The process of hybridization of nucleic acids and is the formation of double stranded nucleic acids from single stranded nucleic acids, by specific interaction of complementary base pairs on the respective nucleic acid strands. Nucleic acids are long chain molecules made up of the nucleosides adenosine (A), guanosine (G), cytidine (C), and thymidine (I) in DNA or uridine (U) in RNA, covalently linked by phosphate ester linkages between the 3′-hydroxyl group on the sugar residue of one nucleoside and the phosphate linked to the 5′ position of the adjacent nucleoside, in various sequences. There is chemical affinity between respective pairs of purine and pyrimidine bases comprising part of each nucleotide unit (T-A and C-G). Hybridization thus requires the presence of complementary sequences of bases in nucleic acids, and is an extremely specific and sensitive reaction. It is the basis of oligonucleotide and DNA/RNA microarrays, such as biosensors, genosensors, or gene chips, being developed for use in the areas of genetic testing and sequencing, and drug discovery and development.

TASK INSTRUCTIONS: Copy out the passage on nucleic acid hybridization word for word, from start to finish.

DATASET ENTRIES:
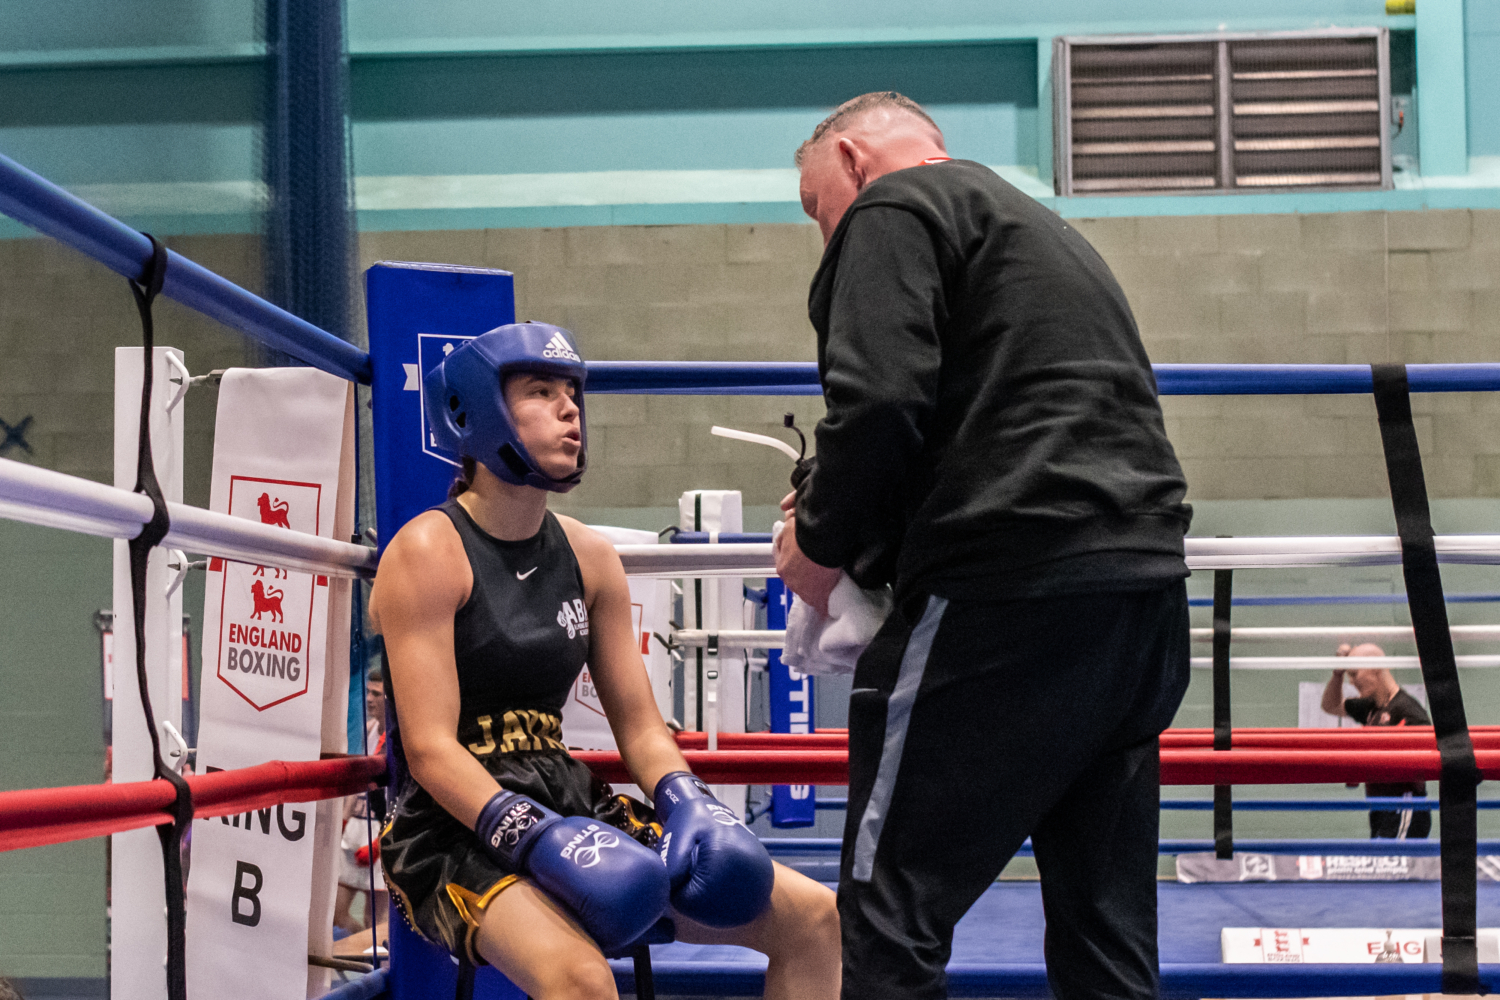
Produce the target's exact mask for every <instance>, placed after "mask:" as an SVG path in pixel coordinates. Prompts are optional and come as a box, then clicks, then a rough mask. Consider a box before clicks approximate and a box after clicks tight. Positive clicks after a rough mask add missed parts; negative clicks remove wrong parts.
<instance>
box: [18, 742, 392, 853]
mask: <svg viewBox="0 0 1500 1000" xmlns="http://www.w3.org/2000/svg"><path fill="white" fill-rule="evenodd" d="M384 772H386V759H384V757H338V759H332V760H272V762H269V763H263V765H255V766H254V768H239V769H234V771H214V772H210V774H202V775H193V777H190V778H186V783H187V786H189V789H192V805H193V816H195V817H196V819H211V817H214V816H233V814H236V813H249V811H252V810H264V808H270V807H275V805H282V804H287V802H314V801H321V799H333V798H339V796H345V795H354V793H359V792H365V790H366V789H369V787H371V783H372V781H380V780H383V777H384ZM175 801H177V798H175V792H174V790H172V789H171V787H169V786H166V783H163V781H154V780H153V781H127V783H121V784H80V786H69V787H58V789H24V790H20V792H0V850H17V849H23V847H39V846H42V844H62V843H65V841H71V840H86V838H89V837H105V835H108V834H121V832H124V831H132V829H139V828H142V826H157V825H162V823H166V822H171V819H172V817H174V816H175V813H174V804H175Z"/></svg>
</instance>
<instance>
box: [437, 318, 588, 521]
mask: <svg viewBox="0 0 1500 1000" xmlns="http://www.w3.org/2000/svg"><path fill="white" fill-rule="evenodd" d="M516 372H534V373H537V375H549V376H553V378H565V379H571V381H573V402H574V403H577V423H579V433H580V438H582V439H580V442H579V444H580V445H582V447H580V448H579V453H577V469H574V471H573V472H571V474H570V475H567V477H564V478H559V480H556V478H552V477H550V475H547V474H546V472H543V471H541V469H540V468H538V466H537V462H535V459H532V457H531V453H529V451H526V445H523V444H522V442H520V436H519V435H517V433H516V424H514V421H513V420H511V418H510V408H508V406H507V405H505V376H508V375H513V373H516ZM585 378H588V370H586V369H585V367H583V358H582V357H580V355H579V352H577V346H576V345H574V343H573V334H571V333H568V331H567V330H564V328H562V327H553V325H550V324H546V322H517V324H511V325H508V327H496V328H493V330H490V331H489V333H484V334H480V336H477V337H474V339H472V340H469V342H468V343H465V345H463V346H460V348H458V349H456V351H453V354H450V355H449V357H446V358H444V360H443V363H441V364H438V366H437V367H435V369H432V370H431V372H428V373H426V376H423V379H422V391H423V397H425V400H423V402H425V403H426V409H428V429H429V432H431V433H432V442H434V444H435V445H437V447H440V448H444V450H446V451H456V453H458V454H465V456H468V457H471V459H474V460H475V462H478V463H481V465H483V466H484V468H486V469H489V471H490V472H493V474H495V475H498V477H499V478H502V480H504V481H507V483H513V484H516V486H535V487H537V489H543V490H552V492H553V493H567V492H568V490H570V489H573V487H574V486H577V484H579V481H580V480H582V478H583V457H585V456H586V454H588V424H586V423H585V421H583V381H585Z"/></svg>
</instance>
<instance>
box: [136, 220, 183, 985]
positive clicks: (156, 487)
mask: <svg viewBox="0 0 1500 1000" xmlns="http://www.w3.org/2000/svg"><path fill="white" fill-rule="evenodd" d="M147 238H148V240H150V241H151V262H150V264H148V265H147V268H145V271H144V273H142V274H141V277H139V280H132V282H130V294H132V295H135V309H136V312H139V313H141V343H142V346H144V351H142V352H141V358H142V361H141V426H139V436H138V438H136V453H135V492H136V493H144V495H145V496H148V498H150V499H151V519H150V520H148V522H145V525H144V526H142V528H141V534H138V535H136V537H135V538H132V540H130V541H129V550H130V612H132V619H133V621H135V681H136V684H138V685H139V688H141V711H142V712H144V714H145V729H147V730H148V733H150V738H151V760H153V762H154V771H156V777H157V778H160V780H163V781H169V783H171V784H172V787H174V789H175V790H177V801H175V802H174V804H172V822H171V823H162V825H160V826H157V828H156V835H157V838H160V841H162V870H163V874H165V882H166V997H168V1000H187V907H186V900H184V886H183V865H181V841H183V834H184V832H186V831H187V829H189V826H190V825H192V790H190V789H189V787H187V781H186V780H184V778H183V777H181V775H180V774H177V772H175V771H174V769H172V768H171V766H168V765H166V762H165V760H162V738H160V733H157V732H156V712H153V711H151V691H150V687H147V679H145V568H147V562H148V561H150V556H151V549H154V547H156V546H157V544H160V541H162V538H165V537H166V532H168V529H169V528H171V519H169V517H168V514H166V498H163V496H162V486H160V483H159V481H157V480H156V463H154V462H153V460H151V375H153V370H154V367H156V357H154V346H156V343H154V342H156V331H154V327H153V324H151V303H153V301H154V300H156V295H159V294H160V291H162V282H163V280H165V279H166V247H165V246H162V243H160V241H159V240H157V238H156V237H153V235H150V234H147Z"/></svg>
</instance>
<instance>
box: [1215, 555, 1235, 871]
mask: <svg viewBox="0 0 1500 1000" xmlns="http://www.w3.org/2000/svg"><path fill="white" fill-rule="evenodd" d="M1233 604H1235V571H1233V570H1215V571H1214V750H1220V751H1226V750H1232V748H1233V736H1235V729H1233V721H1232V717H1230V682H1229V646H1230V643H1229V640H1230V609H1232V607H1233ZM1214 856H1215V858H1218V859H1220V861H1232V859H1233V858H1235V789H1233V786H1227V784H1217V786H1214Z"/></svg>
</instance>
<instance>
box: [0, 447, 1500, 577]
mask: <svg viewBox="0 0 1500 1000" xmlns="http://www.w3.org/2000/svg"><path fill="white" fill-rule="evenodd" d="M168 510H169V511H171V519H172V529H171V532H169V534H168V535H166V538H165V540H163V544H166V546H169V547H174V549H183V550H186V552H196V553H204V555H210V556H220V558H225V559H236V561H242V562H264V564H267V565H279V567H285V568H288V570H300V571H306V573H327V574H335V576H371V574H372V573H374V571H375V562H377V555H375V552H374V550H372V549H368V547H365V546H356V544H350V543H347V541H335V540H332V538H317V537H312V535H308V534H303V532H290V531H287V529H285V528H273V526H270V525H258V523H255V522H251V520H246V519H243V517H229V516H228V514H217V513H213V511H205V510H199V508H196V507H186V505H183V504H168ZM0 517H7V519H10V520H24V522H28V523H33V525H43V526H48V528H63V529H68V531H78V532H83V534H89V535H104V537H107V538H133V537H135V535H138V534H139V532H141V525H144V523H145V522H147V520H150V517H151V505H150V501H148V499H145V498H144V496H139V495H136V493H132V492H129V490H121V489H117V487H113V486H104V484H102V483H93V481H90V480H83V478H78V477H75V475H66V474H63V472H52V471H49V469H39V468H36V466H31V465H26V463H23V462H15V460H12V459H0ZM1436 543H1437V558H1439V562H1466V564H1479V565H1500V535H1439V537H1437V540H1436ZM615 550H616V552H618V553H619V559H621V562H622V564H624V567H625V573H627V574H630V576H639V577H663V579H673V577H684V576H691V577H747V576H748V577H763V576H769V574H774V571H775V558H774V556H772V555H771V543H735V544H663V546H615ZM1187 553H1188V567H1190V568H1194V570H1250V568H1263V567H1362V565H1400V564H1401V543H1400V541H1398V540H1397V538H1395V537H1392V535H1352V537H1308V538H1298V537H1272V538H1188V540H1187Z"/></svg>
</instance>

RESPONSE TO THIS TASK:
The process of hybridization of nucleic acids and is the formation of double stranded nucleic acids from single stranded nucleic acids, by specific interaction of complementary base pairs on the respective nucleic acid strands. Nucleic acids are long chain molecules made up of the nucleosides adenosine (A), guanosine (G), cytidine (C), and thymidine (I) in DNA or uridine (U) in RNA, covalently linked by phosphate ester linkages between the 3′-hydroxyl group on the sugar residue of one nucleoside and the phosphate linked to the 5′ position of the adjacent nucleoside, in various sequences. There is chemical affinity between respective pairs of purine and pyrimidine bases comprising part of each nucleotide unit (T-A and C-G). Hybridization thus requires the presence of complementary sequences of bases in nucleic acids, and is an extremely specific and sensitive reaction. It is the basis of oligonucleotide and DNA/RNA microarrays, such as biosensors, genosensors, or gene chips, being developed for use in the areas of genetic testing and sequencing, and drug discovery and development.